● **Reading text**:

--- Begin ---

The first and main building on the left is the part of the castle with the biggest rooms and is also the oldest part even if it has been modified in the following centuries. This part of the castle host for example the Knights room as well as the dining room.

The middle part of the castle, added and modified during presumably the 14th and 15th centuries includes small rooms mostly used by servants, soldiers etc. It includes the chapel, the chaplain’s room, the judicial chamber, the kitchens, many staircases and passages and the torture room.

The last part constructed between the 15th and the 16th century was mostly defensive and includes the Koblenz tower.

The fourth part of the castle is the one that lies behind those wall, deep inside the cave… something to not miss.

The Predjama Castle is impressive by its size, the complexity of its construction and how it showcases several hundred years of history within its walls.


The visit of the Predjama Castle

The visit will take you through the 4 main different parts of the castle as described above. It is always impressive to see medieval castle and the Predjama Castle is maybe even more impressive than most. The way the castle is intertwined with the cave and form with it such a cohesive ensemble is remarkable. The roughness of certain areas contrast so much with the apparent comfort of other areas that it is confusing to imaging what life may have been like within these walls. And what looks today like a romantic and picturesque sight, was after all a defensive fortress which was never taken.

Here are a few pictures of the visit:


The entrance drawbridge with the Koblenz family coat of arms.

Below, a view of the first tower, the Koblenz tower, a mostly defensive tower of romanesque style which was added in the 16th century. In the upper floor, after having passed the defense gallery, you will be able to see the machicolations you probably noticed from the outside.


Everywhere you will look, there are interesting details. Like this beautiful door.


If one area of the castle can give you an idea of how horrible life could be in such a castle, it is for sure the torture pit as shown below.


In the main part of the castle, where the owner resided, the rooms are much bigger and look today quite comfortable. In the 15th century, it wasn’t quite like that. No glass windows, but rather stretched animal skin would prevent the wind and the light from entering the rooms. Rooms like the bedroom or dining room below were cold, humid and quite dark but they were safe, thanks to their very thick walls.



I was quite amazed to see this baby walker! I guess things haven’t changed as much as we think they have!!


The hallway pictured above will lead you to a terrace with the below enviable view on the valley. But again, things weren’t as picturesque back in medieval times. To ensure that ennemies would not find places to hide, all trees were cut down.

What’s most amazing about this terrace is seen when looking up. It is entirely protected from the rain, by the cave. In fact, the whole castle is pretty much sheltered entirely by the cave.


And what is almost unnoticeable at first when on this terrace, is that you are actually right by the infamous Eraser’s lavatory. Scroll down below to read his legend…


The chapel of the castle is another great feature of the castle


The chapel, tucked between the 2 main buildings, has an unusual and strange shape. The original furniture has been long lost but the 15th century Pietra displayed, gives a hint that the owners of the castle were quite rich.


Another amazing room is the armory. This room was most likely used for soldiers and servants and now displays a great collection of weird but surely deadly weapons, armors and shields.

--- End ---

● **Material supplied**:

--- Begin ---

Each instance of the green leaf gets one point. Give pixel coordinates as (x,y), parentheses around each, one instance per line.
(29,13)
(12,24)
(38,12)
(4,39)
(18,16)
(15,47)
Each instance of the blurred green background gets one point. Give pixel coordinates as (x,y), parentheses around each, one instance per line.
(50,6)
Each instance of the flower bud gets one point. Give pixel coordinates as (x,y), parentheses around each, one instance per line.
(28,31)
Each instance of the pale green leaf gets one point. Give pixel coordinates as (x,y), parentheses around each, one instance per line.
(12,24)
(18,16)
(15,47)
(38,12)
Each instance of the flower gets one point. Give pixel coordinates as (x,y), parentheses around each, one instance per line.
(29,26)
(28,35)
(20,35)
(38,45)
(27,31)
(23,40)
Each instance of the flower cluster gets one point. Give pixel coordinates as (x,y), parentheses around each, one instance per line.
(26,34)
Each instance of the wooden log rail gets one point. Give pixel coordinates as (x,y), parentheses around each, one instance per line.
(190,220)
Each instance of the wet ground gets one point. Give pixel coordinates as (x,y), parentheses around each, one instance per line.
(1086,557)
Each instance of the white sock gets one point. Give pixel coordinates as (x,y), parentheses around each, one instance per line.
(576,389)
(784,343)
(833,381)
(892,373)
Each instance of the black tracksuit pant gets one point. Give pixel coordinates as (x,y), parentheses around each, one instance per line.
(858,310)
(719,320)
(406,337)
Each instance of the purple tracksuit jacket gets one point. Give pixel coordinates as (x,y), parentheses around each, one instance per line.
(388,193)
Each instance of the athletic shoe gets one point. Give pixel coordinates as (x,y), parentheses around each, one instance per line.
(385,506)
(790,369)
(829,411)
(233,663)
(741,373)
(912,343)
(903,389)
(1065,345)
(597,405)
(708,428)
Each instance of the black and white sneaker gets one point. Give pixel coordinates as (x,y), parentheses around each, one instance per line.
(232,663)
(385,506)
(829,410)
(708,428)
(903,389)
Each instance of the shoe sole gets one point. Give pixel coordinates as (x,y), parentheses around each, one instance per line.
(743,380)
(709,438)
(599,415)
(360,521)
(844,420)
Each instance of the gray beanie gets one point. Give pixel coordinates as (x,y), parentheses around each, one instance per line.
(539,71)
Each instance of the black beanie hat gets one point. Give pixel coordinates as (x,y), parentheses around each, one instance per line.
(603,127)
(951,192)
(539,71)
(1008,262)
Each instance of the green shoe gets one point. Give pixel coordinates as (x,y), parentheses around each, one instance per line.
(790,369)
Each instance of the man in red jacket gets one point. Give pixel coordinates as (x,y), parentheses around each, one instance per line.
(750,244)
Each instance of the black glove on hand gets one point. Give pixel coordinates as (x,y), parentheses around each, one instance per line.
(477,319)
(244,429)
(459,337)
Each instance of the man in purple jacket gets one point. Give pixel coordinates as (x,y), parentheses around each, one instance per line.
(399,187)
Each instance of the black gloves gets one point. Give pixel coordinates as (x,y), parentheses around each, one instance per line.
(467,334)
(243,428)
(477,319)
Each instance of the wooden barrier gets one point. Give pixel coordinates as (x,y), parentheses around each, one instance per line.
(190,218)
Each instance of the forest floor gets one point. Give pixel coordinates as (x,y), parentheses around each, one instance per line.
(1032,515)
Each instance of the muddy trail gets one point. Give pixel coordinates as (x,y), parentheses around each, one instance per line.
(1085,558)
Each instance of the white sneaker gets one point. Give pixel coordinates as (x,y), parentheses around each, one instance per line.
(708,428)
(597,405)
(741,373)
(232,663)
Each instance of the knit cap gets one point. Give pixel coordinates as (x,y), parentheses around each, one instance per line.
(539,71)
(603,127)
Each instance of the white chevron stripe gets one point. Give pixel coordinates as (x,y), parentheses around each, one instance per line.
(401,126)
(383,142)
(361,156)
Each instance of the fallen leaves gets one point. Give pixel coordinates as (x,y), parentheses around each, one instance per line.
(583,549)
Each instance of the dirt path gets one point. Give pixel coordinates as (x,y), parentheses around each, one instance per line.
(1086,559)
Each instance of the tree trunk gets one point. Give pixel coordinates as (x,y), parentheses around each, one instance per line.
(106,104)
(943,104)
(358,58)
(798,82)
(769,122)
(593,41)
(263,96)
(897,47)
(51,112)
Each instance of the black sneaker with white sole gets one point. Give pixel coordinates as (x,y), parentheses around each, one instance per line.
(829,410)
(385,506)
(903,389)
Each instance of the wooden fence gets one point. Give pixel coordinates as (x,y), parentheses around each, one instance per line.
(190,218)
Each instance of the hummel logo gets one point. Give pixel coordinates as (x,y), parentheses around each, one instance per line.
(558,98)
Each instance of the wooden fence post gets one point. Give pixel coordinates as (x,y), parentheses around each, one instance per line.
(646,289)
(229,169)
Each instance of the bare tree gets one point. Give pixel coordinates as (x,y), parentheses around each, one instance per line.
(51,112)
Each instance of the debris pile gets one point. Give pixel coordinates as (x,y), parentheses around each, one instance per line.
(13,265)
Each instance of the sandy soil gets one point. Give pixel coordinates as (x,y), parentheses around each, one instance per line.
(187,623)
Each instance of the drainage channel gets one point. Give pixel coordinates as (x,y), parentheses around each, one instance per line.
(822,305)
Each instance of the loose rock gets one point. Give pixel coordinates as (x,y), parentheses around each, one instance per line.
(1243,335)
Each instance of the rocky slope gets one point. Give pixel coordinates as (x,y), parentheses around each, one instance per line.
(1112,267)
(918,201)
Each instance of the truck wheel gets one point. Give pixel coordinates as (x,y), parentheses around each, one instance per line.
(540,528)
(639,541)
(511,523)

--- End ---

● **What you will do**:
a – In the Predjama Castle text, what kept wind and light out of the main rooms in the 15th century instead of glass windows?
b – Which spaces does the Predjama Castle text say the middle part of the castle includes? List them all.
c – Repeat the passage of the Predjama Castle text that opens with the words containing "Another amazing room is" and closes with "armors and shields.".

● **List of solutions**:
a – Stretched animal skin.

b –
- the chapel
- the chaplain's room
- the judicial chamber
- the kitchens
- many staircases and passages
- the torture room

c –
Another amazing room is the armory. This room was most likely used for soldiers and servants and now displays a great collection of weird but surely deadly weapons, armors and shields.